● Stated task
Convert every line of the records below into a Markdown table with the columns "No." and "Line", numbering the rows in order and omitting any blank lines.

-----

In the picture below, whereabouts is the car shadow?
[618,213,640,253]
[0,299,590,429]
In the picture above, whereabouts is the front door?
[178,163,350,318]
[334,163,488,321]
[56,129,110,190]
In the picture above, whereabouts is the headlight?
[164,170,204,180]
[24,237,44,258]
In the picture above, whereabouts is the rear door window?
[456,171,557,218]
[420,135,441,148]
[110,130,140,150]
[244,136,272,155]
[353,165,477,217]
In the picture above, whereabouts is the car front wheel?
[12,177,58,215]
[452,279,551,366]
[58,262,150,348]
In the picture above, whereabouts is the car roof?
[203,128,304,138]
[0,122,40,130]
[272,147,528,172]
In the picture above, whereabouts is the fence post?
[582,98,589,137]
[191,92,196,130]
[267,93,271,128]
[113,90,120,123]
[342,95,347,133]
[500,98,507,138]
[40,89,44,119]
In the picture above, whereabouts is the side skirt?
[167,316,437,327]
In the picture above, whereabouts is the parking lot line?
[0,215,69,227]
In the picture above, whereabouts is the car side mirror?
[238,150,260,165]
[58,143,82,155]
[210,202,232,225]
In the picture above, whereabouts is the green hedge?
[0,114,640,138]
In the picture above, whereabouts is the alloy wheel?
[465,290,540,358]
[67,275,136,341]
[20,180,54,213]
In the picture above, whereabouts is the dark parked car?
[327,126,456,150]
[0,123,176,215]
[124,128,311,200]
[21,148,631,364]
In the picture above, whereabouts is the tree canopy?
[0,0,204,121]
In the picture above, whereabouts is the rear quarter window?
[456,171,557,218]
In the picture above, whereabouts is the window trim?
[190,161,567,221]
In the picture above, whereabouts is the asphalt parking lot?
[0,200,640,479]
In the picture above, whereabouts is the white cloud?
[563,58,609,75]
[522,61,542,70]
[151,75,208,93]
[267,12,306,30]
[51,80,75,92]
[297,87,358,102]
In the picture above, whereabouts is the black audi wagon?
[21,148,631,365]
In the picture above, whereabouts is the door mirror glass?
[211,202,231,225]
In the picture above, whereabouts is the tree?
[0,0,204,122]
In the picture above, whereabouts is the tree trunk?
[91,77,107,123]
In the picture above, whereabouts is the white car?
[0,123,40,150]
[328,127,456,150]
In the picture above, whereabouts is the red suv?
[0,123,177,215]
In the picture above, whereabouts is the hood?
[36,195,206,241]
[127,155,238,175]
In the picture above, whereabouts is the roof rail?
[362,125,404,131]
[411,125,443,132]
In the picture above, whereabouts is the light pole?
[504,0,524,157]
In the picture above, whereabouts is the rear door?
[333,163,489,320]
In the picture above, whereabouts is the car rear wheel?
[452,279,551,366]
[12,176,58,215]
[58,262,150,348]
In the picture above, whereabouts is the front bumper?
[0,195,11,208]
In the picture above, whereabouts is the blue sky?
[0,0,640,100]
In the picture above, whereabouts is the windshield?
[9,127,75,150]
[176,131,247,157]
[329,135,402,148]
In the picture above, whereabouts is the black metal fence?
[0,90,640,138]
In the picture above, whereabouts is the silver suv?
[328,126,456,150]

-----

● Exercise response
| No. | Line |
|---|---|
| 1 | In the picture below, whereabouts is the car shadow? |
| 2 | [618,213,640,253] |
| 3 | [0,299,590,429] |
| 4 | In the picture above, whereabouts is the front door? |
| 5 | [178,163,350,318] |
| 6 | [334,163,488,321] |
| 7 | [56,129,110,190] |
| 8 | In the picture above, whereabouts is the headlight? |
| 9 | [164,170,204,180] |
| 10 | [24,237,44,258] |
| 11 | In the picture above, whereabouts is the rear door window? |
| 12 | [456,171,557,218] |
| 13 | [420,135,441,148] |
| 14 | [110,130,140,150] |
| 15 | [244,136,272,155] |
| 16 | [353,165,477,217] |
| 17 | In the picture above, whereabouts is the car front wheel? |
| 18 | [12,177,58,215] |
| 19 | [452,279,551,366] |
| 20 | [58,262,150,348] |
| 21 | In the picture above, whereabouts is the car roof? |
| 22 | [203,128,304,138] |
| 23 | [0,122,40,130] |
| 24 | [272,147,528,172] |
| 25 | In the picture above, whereabouts is the fence post? |
| 26 | [582,98,589,137] |
| 27 | [191,92,196,130] |
| 28 | [267,93,271,128] |
| 29 | [113,90,120,123] |
| 30 | [342,95,347,133] |
| 31 | [500,98,507,138] |
| 32 | [40,89,44,119] |
| 33 | In the picture above, whereabouts is the side skirt? |
| 34 | [167,316,437,327] |
| 35 | In the picture above, whereabouts is the parking lot line? |
| 36 | [0,215,69,227] |
| 37 | In the picture above, whereabouts is the car side mirror? |
| 38 | [238,150,260,165] |
| 39 | [58,143,82,155] |
| 40 | [210,202,232,225] |
| 41 | In the picture above, whereabouts is the green hedge? |
| 42 | [0,114,640,138] |
| 43 | In the picture above, whereabouts is the alloy wheel? |
| 44 | [465,290,540,358] |
| 45 | [67,275,136,341] |
| 46 | [20,180,54,213] |
| 47 | In the picture above, whereabouts is the dark parked car? |
| 48 | [327,126,456,150] |
| 49 | [0,123,176,215] |
| 50 | [124,128,311,200] |
| 51 | [21,148,631,364] |
| 52 | In the picture above, whereabouts is the tree canopy? |
| 53 | [0,0,204,121] |
| 54 | In the picture above, whereabouts is the rear quarter window? |
| 55 | [456,171,557,218] |
| 56 | In the picture above, whereabouts is the window trim? |
| 57 | [190,161,567,221] |
| 58 | In the picture above, whereabouts is the asphalt parking lot? |
| 59 | [0,200,640,479] |
| 60 | In the picture above, whereabouts is the white cloud? |
| 61 | [563,58,609,75] |
| 62 | [522,61,542,70] |
| 63 | [151,75,208,93] |
| 64 | [267,12,306,30] |
| 65 | [51,80,75,92] |
| 66 | [297,87,358,102] |
| 67 | In the picture above, whereabouts is the black audi wagon? |
| 68 | [21,148,631,365] |
| 69 | In the picture above, whereabouts is the door mirror glass? |
| 70 | [211,202,231,225] |
| 71 | In the picture above, whereabouts is the tree? |
| 72 | [0,0,204,122] |
| 73 | In the picture above, whereabouts is the tree trunk? |
| 74 | [91,77,107,123] |
| 75 | In the picture above, whereabouts is the white car? |
| 76 | [0,123,40,150] |
| 77 | [328,127,456,150] |
| 78 | In the picture above, whereabouts is the red suv? |
| 79 | [0,123,177,215] |
| 80 | In the picture above, whereabouts is the hood? |
| 81 | [36,195,206,241] |
| 82 | [127,155,238,175] |
| 83 | In the picture above, whereabouts is the roof rail? |
| 84 | [362,125,404,131] |
| 85 | [411,125,443,132] |
| 86 | In the picture above, whereabouts is the light pole? |
| 87 | [504,0,524,157] |
| 88 | In the picture above, whereabouts is the rear door? |
| 89 | [333,163,489,320] |
| 90 | In the picture above, whereabouts is the car rear wheel? |
| 91 | [452,279,551,366] |
| 92 | [12,176,58,215] |
| 93 | [58,262,150,348] |
| 94 | In the picture above, whereabouts is the front bumper? |
| 95 | [0,195,11,208] |
| 96 | In the picture above, whereabouts is the blue sky? |
| 97 | [0,0,640,100] |
| 98 | In the picture above, whereabouts is the windshield? |
| 99 | [9,127,75,150] |
| 100 | [176,131,247,157] |
| 101 | [329,135,402,148] |
| 102 | In the picture above, whereabouts is the black metal fence? |
| 103 | [0,90,640,138] |
| 104 | In the picture above, whereabouts is the silver suv? |
| 105 | [328,126,456,150] |